- Excerpt to read
┌──

In such a case, said the Emperor Constantius (361)—‘The Decurions who shirk
their own duties and betake themselves to the fellowship of our Senate shall be
struck off the roll of that body, and “mancipated” to
their own cities. Those, however, who have served ‘the office of Praetor'
[which involved heavy expenses in connection with the Praetorian games
exhibited to the people] ‘may remain in the Senate, but must restore any monies
which they may have abstracted from our Imperial Exchequer, or from the bowels
of the municipalities'. Many similar laws follow, some of which ingeniously
fasten on such premature Senators a double pecuniary obligation, first as
Curial, and, second, as Senator. A yet harsher tone is observable in the
following law, passed in the year 398 by Arcadius, Emperor of the East.

└──

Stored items

┌──

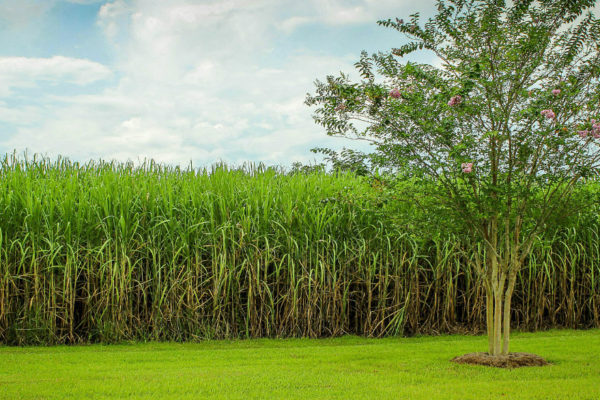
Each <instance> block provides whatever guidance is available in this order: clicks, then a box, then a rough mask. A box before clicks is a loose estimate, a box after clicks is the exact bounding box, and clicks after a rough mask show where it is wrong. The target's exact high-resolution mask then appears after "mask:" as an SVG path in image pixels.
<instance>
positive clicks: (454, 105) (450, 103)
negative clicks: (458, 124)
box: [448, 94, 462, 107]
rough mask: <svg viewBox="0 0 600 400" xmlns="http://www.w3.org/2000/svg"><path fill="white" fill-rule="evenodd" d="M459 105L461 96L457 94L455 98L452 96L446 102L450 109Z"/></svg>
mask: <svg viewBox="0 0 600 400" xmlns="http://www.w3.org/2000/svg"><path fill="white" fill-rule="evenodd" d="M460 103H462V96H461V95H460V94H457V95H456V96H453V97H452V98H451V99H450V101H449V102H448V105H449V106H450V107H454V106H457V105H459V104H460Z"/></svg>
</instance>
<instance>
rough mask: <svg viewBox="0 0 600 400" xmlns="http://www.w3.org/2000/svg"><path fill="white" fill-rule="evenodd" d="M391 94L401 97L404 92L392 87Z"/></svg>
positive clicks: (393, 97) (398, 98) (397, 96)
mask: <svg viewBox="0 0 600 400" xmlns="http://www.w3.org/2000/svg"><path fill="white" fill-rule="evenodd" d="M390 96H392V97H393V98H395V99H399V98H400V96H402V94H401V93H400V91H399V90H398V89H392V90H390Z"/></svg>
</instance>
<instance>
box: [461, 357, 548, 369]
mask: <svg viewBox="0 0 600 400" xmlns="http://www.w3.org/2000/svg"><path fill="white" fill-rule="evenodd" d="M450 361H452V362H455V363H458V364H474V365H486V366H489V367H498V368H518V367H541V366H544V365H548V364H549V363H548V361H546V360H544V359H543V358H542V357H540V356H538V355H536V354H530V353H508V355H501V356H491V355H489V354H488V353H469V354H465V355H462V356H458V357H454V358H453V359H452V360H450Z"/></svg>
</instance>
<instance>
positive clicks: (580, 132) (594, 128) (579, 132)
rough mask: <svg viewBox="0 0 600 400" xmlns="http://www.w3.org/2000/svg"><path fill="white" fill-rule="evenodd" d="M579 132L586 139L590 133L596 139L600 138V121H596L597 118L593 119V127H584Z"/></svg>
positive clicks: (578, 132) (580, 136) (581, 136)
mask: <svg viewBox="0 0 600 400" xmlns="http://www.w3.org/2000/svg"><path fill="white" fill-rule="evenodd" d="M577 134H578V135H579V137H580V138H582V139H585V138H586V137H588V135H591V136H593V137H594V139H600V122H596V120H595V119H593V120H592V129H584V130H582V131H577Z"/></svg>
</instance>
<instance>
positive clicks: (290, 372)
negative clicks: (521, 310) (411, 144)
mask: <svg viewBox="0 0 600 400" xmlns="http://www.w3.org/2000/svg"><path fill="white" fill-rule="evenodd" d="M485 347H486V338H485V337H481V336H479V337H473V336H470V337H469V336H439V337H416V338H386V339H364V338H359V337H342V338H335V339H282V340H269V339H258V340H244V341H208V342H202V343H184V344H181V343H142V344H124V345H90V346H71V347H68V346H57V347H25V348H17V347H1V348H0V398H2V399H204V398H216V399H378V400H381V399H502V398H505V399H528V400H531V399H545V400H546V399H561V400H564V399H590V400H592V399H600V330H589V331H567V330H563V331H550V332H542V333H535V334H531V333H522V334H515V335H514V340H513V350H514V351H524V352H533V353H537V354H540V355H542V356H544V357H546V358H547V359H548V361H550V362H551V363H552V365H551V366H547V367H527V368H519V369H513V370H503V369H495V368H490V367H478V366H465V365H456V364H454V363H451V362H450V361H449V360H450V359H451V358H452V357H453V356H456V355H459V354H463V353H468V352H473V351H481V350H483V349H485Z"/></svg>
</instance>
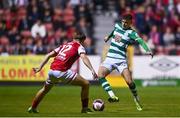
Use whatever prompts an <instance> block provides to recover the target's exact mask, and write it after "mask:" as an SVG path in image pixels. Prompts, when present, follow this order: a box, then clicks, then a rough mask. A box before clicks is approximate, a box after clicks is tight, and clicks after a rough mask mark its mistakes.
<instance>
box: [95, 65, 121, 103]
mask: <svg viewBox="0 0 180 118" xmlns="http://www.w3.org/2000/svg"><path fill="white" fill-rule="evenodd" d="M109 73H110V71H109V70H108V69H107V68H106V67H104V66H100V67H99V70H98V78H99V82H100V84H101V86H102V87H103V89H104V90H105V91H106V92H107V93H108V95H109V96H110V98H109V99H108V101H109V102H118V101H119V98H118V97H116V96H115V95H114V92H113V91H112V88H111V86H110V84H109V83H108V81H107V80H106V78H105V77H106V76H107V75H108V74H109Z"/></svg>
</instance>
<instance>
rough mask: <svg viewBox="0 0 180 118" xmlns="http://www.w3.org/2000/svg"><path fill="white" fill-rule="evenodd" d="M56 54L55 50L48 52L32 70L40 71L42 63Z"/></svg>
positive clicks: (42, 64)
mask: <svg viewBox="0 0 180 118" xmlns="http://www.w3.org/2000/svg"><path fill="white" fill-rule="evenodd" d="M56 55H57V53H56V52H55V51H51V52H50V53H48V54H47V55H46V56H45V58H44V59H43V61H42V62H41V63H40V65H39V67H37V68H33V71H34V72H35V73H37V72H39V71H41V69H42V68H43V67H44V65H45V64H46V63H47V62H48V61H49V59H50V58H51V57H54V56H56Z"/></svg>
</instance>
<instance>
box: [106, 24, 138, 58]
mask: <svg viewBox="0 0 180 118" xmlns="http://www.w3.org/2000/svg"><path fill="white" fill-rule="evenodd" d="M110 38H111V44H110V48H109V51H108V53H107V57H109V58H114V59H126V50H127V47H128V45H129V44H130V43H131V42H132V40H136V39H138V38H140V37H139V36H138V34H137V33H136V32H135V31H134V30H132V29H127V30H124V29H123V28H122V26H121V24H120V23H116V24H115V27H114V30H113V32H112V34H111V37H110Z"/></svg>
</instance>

└──

- To do
#1 In the passage on the Decurions, which emperor passed the harsher law of 398, and where did he rule?
#2 Transcribe the passage on the Decurions from "In such a case, said" up to and including "of the East.".

- Solutions per task
#1 Arcadius, Emperor of the East.

#2
In such a case, said the Emperor Constantius (361)—‘The Decurions who shirk
their own duties and betake themselves to the fellowship of our Senate shall be
struck off the roll of that body, and “mancipated” to
their own cities. Those, however, who have served ‘the office of Praetor'
[which involved heavy expenses in connection with the Praetorian games
exhibited to the people] ‘may remain in the Senate, but must restore any monies
which they may have abstracted from our Imperial Exchequer, or from the bowels
of the municipalities'. Many similar laws follow, some of which ingeniously
fasten on such premature Senators a double pecuniary obligation, first as
Curial, and, second, as Senator. A yet harsher tone is observable in the
following law, passed in the year 398 by Arcadius, Emperor of the East.